— AUFGABE —
Bitte setze den unten stehenden Text über den Digital Services Act nach seinem letzten Satz fort.

— TEXTAUSWAHL —

------------------------

Hassreden müssen entfernt werden

Konkret sieht der Digital Services Act vor, dass illegale Inhalte wie Hassreden von Internetplattformen zügig entfernt werden müssen. Ein Richtwert dürften 24 Stunden sein. Marktplätze dürften dazu verpflichtet werden, Anbieter zu überprüfen, damit weniger gefälschte Produkte im Netz landen. Auch manipulative „Dark Patterns“, die Verbraucher zur Kaufentscheidung drängen, sollen verboten werden. Die Grünen-Politikerin Geese betont auch, dass „sensible persönliche Daten wie Religion, Hautfarbe oder sexuelle Orientierung sowie Daten von Kindern und Jugendlichen“ nicht mehr zu Werbezwecken abgegriffen und genutzt werden dürften. Das bedeutet, dass Minderjährige in Zukunft grundsätzlich keine personalisierte Werbung zu sehen bekommen sollen. Auch müssen etwa soziale Netzwerke ihre Empfehlungsalgorithmen transparenter machen und den Nutzern bei der Gestaltung ihres Feeds (Inhalts) Wahlmöglichkeiten bieten. Bei Verstößen drohen empfindliche Strafen.

------------------------

— ERFASSTE ANGABEN —

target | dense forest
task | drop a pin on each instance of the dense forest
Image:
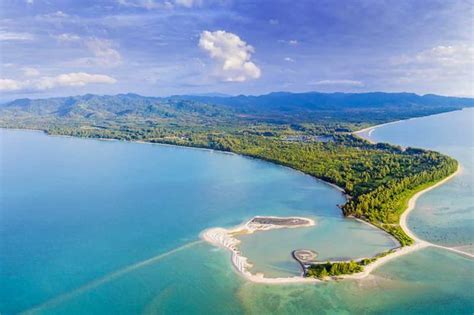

------------------------

— SCHRIFTLICHE ANTWORT —
Warnungen von Google und Facebook

Die großen Plattformen wie Google und Facebook haben ihren rigiden Widerstand längst aufgegeben. Sie betonen sogar, dass sie die neue Regulierung durchaus unterstützen würden. Allerdings geben sie zu bedenken, dass das Offenlegen der Regeln, nach denen Beiträge gelöscht werden, auch gegenteilige Effekte haben könnte. So warnen sie vor einem Anstieg von unliebsamen Spam-Nachrichten (unerwünschte Mails im Internet).

Die Auswirkungen der neuen Internetregeln werden auf der ganzen Welt mit großem Interesse verfolgt. Denn die EU übernimmt mit dem Digital Services Act eine Vorreiterrolle. In den USA sind erste Versuche gescheitert, das Internet beherrschen zu wollen. Dort waren die Techgiganten bisher stärker als die Politik. Das aber könnte sich bald ändern, sollte sich das europäische „Internetgrundgesetz“ als Erfolg erweisen.